• [Instructions to follow]: Can you gather every line in the items below that contains the word "blue" and copy each of those lines out?

• [Task input]:
__________________________________________________
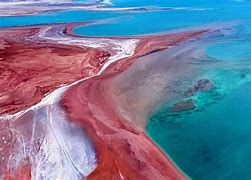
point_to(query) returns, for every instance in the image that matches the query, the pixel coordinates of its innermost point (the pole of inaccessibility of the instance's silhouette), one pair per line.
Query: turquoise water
(210, 141)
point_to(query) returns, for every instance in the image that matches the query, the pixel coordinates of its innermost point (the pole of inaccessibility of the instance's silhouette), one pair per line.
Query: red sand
(30, 69)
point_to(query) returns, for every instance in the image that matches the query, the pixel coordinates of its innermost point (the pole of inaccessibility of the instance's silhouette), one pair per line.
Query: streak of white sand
(65, 152)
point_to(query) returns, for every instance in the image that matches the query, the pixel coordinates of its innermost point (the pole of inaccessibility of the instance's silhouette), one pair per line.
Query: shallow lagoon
(212, 140)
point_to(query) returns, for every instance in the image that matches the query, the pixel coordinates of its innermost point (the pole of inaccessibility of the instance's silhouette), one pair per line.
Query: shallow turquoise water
(212, 140)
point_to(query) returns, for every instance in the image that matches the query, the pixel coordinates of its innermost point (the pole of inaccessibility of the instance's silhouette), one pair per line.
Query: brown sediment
(123, 150)
(29, 70)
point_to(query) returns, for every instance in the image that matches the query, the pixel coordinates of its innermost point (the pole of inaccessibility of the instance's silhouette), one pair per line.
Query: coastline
(127, 140)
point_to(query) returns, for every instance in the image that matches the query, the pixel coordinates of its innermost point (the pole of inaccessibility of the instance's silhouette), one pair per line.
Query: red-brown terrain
(30, 69)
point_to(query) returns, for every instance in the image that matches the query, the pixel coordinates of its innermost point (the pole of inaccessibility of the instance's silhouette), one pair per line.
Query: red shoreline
(122, 149)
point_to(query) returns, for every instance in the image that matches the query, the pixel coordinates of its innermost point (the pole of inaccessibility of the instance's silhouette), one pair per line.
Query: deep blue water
(211, 141)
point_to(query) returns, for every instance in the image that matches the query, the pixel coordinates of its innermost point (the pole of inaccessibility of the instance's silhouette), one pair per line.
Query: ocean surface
(212, 140)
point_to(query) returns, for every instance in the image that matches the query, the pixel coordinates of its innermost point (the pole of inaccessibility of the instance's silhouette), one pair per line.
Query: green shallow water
(211, 141)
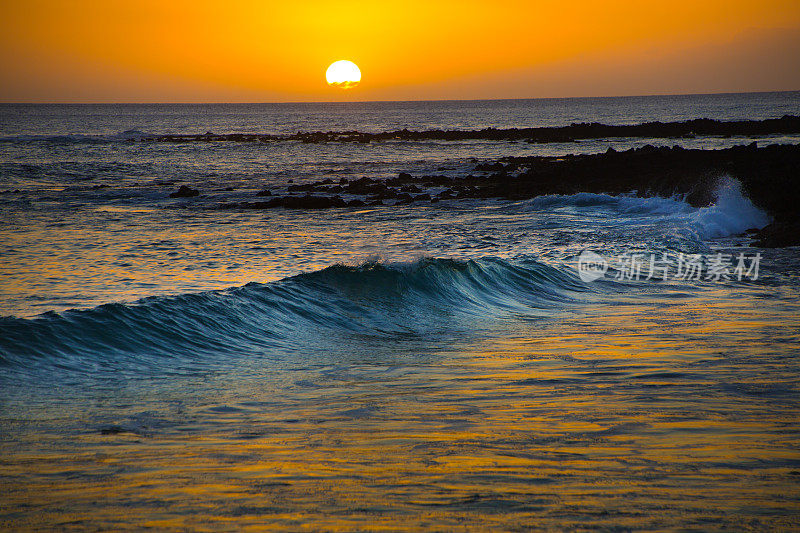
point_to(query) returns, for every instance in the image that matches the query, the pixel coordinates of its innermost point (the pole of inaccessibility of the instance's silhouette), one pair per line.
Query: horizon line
(724, 93)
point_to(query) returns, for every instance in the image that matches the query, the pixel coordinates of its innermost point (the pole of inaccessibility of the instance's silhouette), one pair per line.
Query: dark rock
(184, 192)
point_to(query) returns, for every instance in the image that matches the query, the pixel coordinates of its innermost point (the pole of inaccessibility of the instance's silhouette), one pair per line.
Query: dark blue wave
(306, 312)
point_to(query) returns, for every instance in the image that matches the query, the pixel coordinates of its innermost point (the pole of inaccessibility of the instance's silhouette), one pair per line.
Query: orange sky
(254, 51)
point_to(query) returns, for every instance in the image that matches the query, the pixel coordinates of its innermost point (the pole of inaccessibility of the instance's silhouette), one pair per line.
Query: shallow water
(435, 367)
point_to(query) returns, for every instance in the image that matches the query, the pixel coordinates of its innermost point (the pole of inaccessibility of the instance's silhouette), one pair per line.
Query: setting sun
(343, 74)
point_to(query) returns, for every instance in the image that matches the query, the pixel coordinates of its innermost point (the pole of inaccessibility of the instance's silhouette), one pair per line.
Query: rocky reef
(770, 176)
(788, 124)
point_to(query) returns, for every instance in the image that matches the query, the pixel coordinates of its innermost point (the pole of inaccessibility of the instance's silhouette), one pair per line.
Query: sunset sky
(266, 51)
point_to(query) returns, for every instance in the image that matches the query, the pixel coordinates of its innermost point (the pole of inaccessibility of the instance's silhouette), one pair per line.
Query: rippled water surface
(168, 365)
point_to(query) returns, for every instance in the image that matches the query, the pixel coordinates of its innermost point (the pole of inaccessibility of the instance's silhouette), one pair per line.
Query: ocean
(578, 362)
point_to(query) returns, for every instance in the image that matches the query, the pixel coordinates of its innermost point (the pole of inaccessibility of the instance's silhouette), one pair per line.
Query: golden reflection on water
(617, 421)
__________________________________________________
• [Answer to the exercise]:
Query: deep blue water
Query: dark blue wave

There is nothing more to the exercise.